Well, here we are well into the new year, for better or worse only time will tell. It seems that adversity fails to slow the clock; I don’t know about all of you, but certainly for me and others I’ve talked with time continues to flow at speed, perhaps even accelerating.
I think the sea of adversity that was 2020 calls for a flood of optimism as we surge into 2021. So, we are theming this issue around climate action, and there is reason to believe the conditions may be better as a new administration comes aboard. We start with an article from the Guardian assessing Biden’s position on the climate crisis and noting his pledge to rejoin the Paris Agreement on the first day of his inauguration. Writing this on inauguration day, I’m very happy to say that he has honored that pledge. Now, on with getting to carbon neutrality by 2050! (Or better, 2040, as AIA Gold Medal recipient Ed Mazria encourages in the following item 6.)
Next, we take a look at the Green New Deal Network, which is indeed surging with optimism regarding climate action in the emerging context of the Biden administration. But Biden has not endorsed the GND, offering his own plan instead. A CBS News reporter takes a look at just how Biden’s plan stacks up against the GND.
At the level of global actions, it’s the Race to Zero: A global campaign for a healthy, resilient, zero carbon future (item 4). Not familiar with it? It’s not headline news…until it is. I recently saw LA mayor Eric Garcetti in the local news talking about a global green new deal and touting the C40 Race to Zero. Garcetti is the chair of the C40 (item 5), which currently commits 96 of the world’s largest and most influential cities to aggressive climate action independent of their national governments. In addition to the cities, the Race to Zero initiative includes an array of businesses, municipalities, over 500 universities, and other organizations.
It’s that time of the year when the industry pundits, overlords and soothsayers dust off their crystal balls and venture predictions about what is coming at us. Oracular tools seem to be particularly clouded these days and uncertainty reigns, but we’ve got two looks for you. FTI president Helen Sanders fearlessly wades in and lays out a compelling vision for 2021. Val Block, another FTI officer, amalgamates what some key industry trackers have to say, saving us the work of researching the different sources.

Position annotation items:
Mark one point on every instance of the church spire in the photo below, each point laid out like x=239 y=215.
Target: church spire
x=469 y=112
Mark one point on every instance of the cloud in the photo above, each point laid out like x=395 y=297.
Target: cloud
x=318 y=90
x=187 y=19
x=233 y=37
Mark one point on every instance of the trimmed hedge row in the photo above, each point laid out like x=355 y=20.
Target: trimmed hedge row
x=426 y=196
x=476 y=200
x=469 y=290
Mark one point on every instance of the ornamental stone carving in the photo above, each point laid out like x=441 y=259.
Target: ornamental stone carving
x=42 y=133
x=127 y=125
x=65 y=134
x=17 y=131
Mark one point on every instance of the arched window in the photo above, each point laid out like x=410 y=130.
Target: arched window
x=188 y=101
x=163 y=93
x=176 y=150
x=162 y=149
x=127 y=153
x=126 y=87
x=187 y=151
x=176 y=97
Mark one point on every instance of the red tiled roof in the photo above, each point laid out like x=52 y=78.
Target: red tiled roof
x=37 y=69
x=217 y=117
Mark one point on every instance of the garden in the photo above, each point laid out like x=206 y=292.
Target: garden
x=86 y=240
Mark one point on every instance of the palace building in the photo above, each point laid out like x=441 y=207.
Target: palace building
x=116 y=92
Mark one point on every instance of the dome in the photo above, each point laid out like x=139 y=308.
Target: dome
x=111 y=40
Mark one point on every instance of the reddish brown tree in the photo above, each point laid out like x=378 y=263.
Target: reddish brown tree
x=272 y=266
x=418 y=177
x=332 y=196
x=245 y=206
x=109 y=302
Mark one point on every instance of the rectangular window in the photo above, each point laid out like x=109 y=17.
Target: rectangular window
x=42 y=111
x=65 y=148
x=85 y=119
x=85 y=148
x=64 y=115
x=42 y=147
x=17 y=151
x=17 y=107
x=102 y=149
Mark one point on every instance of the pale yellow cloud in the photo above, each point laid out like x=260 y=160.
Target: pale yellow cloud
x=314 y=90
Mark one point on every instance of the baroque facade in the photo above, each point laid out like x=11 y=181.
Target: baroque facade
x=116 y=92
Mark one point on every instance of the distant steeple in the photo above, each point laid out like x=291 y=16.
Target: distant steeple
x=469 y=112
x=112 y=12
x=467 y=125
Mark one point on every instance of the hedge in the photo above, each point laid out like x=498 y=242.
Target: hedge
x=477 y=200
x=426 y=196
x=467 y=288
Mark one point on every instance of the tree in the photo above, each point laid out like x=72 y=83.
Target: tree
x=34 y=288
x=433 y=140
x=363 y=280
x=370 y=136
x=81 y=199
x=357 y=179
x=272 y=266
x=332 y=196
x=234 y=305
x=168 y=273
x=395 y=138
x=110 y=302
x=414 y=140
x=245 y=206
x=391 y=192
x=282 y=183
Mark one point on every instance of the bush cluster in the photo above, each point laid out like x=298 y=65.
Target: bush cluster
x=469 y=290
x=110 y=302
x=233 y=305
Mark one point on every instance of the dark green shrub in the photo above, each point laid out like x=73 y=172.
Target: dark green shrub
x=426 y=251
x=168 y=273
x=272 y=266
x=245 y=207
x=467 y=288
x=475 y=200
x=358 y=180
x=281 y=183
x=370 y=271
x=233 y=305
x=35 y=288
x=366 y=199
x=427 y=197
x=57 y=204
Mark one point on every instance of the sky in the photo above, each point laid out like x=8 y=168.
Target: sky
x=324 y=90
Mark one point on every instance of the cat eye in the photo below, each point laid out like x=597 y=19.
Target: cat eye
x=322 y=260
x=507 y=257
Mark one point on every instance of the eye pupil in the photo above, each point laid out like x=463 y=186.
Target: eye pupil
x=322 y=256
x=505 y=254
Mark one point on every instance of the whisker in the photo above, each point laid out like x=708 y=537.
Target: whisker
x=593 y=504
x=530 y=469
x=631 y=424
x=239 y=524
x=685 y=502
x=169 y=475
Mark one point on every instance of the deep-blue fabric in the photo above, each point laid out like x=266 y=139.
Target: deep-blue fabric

• YOUR TASKS:
• A. In the newsletter introduction, how many cities does the C40 currently commit to aggressive climate action?
• B. Write a continuation of the newsletter introduction, starting after its last sentence.
These items come from a separate source.

• TASK RESPONSES:
• A. 96 of the world's largest and most influential cities.

• B.
What we are attempting to do at FTI, our mission, is hard in the best of circumstances. But context is everything, and it’s been made all the harder by context in recent years: the spread of alternate realities that deny science, among other things (see The Social Dilemma if you haven’t already, I think it helps explain some things), an anti-regulatory sentiment among the governing leadership, etc. Things may be getting better but, regardless, we must persist. As a non-profit member organization, we cannot do this without the unflagging support of our membership and those who engage with the Institute as event participants, authors, committee members, podcast guests and so much more.
We know times are tough. Tough times make your continued support even more critical. Please renew your membership if you have not already done so. Organizational members please consider joining at a higher level and playing a more active role in Institute governance and activities. For you unrepentant facade geeks out there, we have a special level of individual membership for ya! Not a member? Consider it; much of what we do in the building industry continues to exacerbate the climate crisis and many of us wish we could do more to fix the problem. We created the Institute as a platform for fixing the problem. So join us; it’s the right thing to do!
If you haven’t seen my New Year’s message on behalf of the Institute, check it out.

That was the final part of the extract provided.